● **問題の内容**
下にある、中国文化賞をもらったことについての文章を、最後の文のあとから書き継いでください。

● **引用した文章**
============================================================

中国文化賞をいただいて
広島市病院事業管理者
広島大学名誉教授
原田 康夫
この度、中国文化賞をいただきました。賞をいただくのは、いくつになっても嬉しいもので、多くの人から電報やお手紙、直接お祝いのことばを頂きました。
私の内耳平衡科学研究が本賞の対象となったのです。昭和三十三年、私は広大医学部耳鼻咽喉科学教室に入局し、大学院で恩師塚本寛教授から「猫の運動と前庭神経節の活動電位」についてのテーマを頂きましたがうまくいかず、結局、喉頭の生理学的研究で学位をとりました。

============================================================

● **記録の中身**
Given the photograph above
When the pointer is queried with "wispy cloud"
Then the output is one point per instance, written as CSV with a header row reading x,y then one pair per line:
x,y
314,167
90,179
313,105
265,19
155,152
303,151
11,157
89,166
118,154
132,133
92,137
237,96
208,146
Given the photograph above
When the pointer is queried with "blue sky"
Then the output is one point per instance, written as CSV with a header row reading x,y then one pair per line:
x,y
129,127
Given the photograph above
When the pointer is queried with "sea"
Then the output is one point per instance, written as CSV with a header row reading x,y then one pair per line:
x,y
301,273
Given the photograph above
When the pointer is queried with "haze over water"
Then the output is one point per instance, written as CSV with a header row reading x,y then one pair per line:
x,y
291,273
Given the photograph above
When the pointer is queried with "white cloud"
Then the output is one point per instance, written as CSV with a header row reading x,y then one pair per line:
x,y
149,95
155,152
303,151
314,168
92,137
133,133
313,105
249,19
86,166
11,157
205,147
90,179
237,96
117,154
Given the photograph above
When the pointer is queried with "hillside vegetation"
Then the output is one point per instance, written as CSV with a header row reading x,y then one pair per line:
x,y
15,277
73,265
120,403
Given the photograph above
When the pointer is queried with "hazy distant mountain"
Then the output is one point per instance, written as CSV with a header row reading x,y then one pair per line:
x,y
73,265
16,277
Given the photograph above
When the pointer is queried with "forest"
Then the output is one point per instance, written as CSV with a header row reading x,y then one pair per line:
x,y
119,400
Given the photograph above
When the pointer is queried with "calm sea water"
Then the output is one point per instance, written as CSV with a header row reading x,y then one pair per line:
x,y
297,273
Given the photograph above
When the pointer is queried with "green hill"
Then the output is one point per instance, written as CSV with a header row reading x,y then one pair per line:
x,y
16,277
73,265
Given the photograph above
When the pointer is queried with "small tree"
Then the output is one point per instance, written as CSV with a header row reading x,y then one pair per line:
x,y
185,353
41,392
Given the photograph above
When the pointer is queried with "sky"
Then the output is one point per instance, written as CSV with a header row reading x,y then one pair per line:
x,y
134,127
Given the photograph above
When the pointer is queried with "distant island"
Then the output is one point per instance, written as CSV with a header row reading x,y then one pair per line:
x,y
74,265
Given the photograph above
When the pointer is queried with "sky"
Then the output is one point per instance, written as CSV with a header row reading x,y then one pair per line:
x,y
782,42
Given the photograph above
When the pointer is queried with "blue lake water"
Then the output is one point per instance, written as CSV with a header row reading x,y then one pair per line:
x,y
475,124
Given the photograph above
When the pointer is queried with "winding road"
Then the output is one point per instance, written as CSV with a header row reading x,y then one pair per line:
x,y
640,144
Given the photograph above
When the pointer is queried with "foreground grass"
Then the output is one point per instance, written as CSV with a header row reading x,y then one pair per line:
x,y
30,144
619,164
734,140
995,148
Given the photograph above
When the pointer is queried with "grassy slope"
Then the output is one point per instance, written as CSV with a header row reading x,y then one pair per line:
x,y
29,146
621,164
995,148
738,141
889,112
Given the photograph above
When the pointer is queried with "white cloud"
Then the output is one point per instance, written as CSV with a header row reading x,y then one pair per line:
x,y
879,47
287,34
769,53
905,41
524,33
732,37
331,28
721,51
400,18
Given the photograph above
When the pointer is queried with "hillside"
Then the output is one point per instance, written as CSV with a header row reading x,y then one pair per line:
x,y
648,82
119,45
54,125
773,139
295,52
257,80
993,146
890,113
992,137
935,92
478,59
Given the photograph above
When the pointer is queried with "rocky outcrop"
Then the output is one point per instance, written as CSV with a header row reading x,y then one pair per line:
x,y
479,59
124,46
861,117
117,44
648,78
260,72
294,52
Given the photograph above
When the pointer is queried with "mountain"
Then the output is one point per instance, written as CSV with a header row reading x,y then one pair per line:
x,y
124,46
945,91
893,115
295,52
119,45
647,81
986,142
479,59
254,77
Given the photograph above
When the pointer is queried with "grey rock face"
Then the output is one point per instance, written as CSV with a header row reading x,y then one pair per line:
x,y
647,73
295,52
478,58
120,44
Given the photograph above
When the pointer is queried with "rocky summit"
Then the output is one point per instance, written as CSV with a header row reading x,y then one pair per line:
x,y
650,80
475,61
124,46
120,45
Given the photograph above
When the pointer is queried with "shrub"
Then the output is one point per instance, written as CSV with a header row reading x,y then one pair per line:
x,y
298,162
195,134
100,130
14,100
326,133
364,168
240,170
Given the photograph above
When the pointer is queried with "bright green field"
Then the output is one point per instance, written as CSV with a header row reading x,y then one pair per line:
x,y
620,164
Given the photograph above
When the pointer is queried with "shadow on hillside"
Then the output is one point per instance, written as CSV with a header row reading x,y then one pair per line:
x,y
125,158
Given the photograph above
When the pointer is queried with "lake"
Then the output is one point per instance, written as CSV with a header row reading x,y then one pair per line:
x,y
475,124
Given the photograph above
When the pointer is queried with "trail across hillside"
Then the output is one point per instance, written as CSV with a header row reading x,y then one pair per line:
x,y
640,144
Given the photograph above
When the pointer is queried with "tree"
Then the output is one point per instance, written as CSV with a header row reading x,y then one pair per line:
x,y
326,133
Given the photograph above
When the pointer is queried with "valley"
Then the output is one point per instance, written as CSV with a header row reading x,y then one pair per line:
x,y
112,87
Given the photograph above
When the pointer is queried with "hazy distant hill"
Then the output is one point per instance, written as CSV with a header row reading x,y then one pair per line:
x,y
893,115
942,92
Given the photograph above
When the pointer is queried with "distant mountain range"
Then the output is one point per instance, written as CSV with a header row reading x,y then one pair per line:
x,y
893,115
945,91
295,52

============================================================

● **答え**
一九六五年イタリア留学の時パビア大学生理学教室で、Casella 教授考案の吸引電極に出会ったことが再び前庭生理の研究に帰るきっかけになり、半規管の生理、特に垂直半規管と外側半規管の刺激受容の違い等の発見につながりました。更にこのメカニズムを明らかにするため半規管の形態学的研究を思いつき、透過型電子顕微鏡で半規管の感覚細胞の観察を始めました。ちょうど、一九六八年頃走査型電顕が生物資料に用いられるようになり、これに飛びつき、日本で一番早く走査型電顕を平衡器の形態観察に用いました。この電顕を用いて前庭迷路の形態をあます所なく観察し、前庭器の生理、形態、病態と題して英文著書二冊にまとめました。特に硫酸ストレプトマイシン投与動物の耳石の形成異常から、耳石代謝、耳石の生成、吸収のメカニズムを発見し、これを報告しました。このことで臨床電顕学会賞をいただきました。その後はスウェーデンのカロリンスカ研究所、ノーベル委員会からノーベル銀メダル、耳鼻科アジア・オセアニア学会の時、インド平衡めまい学会よりゴールドメダル、学長一年目一九九四年に、五年に一人しか受賞の対象とならないバラニーゴールドメダルを、スウェーデン のウプサラ大学とバラニー学会より、五十年間で十番目の受賞者として頂きました。
その後、ミニ文化勲章と云われる紫綬褒章を国からいただき、この度は中国文化賞となりました。
中国文化賞には平衡科学の研究に加えて、哺乳類にはない耳石器の壷嚢が地磁気を感ずる、ナビゲータ機能を持つことを学長最後の年に発見し、ハトの帰巣性のメカニズムを解明した事も加えていただいたのは嬉しいことです。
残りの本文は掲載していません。